• [DIRECTION]
Write the records below out again exactly as given, with no images.

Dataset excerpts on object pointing

+--

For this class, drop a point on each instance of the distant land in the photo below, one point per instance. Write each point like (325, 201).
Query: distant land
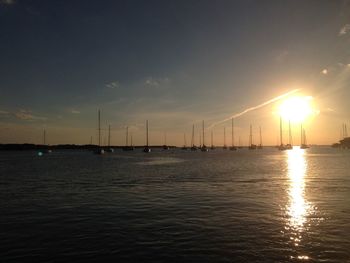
(30, 146)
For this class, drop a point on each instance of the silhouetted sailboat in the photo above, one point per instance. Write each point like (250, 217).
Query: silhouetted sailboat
(99, 150)
(281, 147)
(212, 147)
(193, 146)
(147, 149)
(303, 143)
(165, 146)
(233, 147)
(128, 147)
(109, 149)
(204, 147)
(46, 148)
(289, 146)
(184, 147)
(251, 145)
(225, 146)
(260, 145)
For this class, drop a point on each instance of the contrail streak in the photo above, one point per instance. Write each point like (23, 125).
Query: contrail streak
(254, 107)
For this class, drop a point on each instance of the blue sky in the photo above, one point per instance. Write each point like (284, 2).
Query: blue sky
(172, 62)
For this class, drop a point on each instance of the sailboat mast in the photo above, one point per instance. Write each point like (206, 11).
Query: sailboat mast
(109, 135)
(224, 136)
(147, 133)
(281, 139)
(301, 134)
(127, 136)
(203, 132)
(192, 139)
(290, 134)
(233, 138)
(99, 128)
(251, 136)
(260, 136)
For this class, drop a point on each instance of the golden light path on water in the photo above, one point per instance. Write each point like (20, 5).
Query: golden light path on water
(298, 208)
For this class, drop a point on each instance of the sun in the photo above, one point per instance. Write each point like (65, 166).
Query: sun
(296, 109)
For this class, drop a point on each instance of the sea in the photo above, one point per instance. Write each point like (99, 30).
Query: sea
(176, 206)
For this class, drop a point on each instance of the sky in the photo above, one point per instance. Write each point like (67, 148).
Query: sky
(174, 63)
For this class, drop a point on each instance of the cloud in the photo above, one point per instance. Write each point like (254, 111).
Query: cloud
(7, 2)
(344, 30)
(234, 116)
(156, 82)
(28, 116)
(113, 85)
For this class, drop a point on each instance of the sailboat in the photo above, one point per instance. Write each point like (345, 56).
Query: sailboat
(45, 146)
(109, 149)
(99, 150)
(239, 143)
(204, 147)
(185, 144)
(233, 147)
(251, 145)
(225, 146)
(147, 149)
(128, 147)
(289, 146)
(281, 147)
(212, 147)
(165, 146)
(260, 145)
(303, 144)
(193, 146)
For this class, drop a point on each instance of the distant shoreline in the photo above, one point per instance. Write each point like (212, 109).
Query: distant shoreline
(30, 147)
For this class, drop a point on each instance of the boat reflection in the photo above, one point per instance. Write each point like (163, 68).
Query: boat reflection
(297, 208)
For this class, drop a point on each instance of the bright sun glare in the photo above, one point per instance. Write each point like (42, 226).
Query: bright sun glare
(296, 109)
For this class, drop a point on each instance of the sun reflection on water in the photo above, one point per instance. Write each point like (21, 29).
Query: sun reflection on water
(298, 208)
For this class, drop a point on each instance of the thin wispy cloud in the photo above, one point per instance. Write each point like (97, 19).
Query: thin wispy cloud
(28, 116)
(113, 85)
(7, 2)
(156, 82)
(344, 30)
(234, 116)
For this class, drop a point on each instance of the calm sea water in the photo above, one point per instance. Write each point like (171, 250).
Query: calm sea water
(176, 206)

+--

• [WRITTEN SOLUTION]
For this class, drop a point on each instance of the distant land in the photo below, one point per instance. Write each point like (325, 201).
Query: distant land
(30, 146)
For this class, drop a point on each instance of the silhouetted sailboat in the photo above, one point per instance. Write each point like (250, 217).
Query: silhouetted sailboat
(99, 150)
(281, 147)
(212, 147)
(193, 146)
(147, 149)
(303, 143)
(165, 146)
(233, 147)
(128, 147)
(109, 149)
(204, 147)
(46, 148)
(289, 146)
(184, 147)
(251, 145)
(225, 146)
(260, 145)
For this class, drop a point on each instance of the contrail streak in the photo above, one point per instance. Write each point like (23, 125).
Query: contrail streak
(254, 107)
For this class, drop a point on each instance of the blue sky in the photo above, one point per instance. Write each point like (284, 2).
Query: blue sky
(172, 62)
For this class, drop a point on each instance of the sailboat mast in the photo above, one point per instance. Write each point like (206, 11).
Query: sailboat mast
(109, 135)
(224, 136)
(147, 133)
(281, 139)
(301, 134)
(127, 136)
(203, 132)
(192, 139)
(290, 134)
(233, 138)
(99, 128)
(251, 136)
(260, 136)
For this class, drop a point on each instance of the golden light path on water in the photo above, one point per instance. Write each point like (20, 5).
Query: golden light path on water
(298, 208)
For this class, drop a point on each instance of the sun in the photo above, one point per instance. Write each point like (65, 166).
Query: sun
(296, 109)
For this class, drop a point on each instance of the sea in the photo above, one point per instance. Write each point like (99, 30).
Query: sea
(176, 206)
For this class, drop a point on each instance of the sky in the photo above, one point per instance. Write each point like (67, 148).
Query: sky
(174, 63)
For this class, drop a point on each instance of the cloud in the photo above, one point per instance. Write each point like (254, 111).
Query: cloud
(7, 2)
(344, 30)
(234, 116)
(156, 82)
(28, 116)
(113, 85)
For this class, drop a point on each instance of the sailboat in the photo above, one point per instance. Write each point like (345, 56).
Query: sailboat
(45, 146)
(109, 149)
(99, 150)
(239, 143)
(204, 147)
(185, 144)
(233, 147)
(251, 145)
(225, 146)
(147, 149)
(128, 147)
(289, 146)
(281, 147)
(212, 147)
(165, 146)
(260, 145)
(303, 144)
(193, 146)
For this class, drop a point on each instance of the distant shoreline in the photo above, one point per instance. Write each point like (212, 109).
Query: distant shoreline
(30, 147)
For this class, drop a point on each instance of the boat reflection in the photo above, one point per instance. Write each point like (163, 68).
Query: boat reflection
(297, 208)
For this class, drop a point on each instance of the bright sun glare in the photo above, one point per instance. Write each point like (42, 226).
Query: bright sun glare
(296, 109)
For this class, drop a point on each instance of the sun reflection on water in the photo above, one point per instance. Write each point like (21, 29).
Query: sun reflection on water
(298, 208)
For this class, drop a point on each instance of the thin wispy cloud in the photo above, one point per instance. Write each point like (97, 19).
Query: thin wispy cloud
(28, 116)
(113, 85)
(7, 2)
(156, 82)
(344, 30)
(234, 116)
For this class, drop a point on each instance of the calm sea water in the photo above, one point per instance. Write each point like (171, 250).
Query: calm sea water
(176, 206)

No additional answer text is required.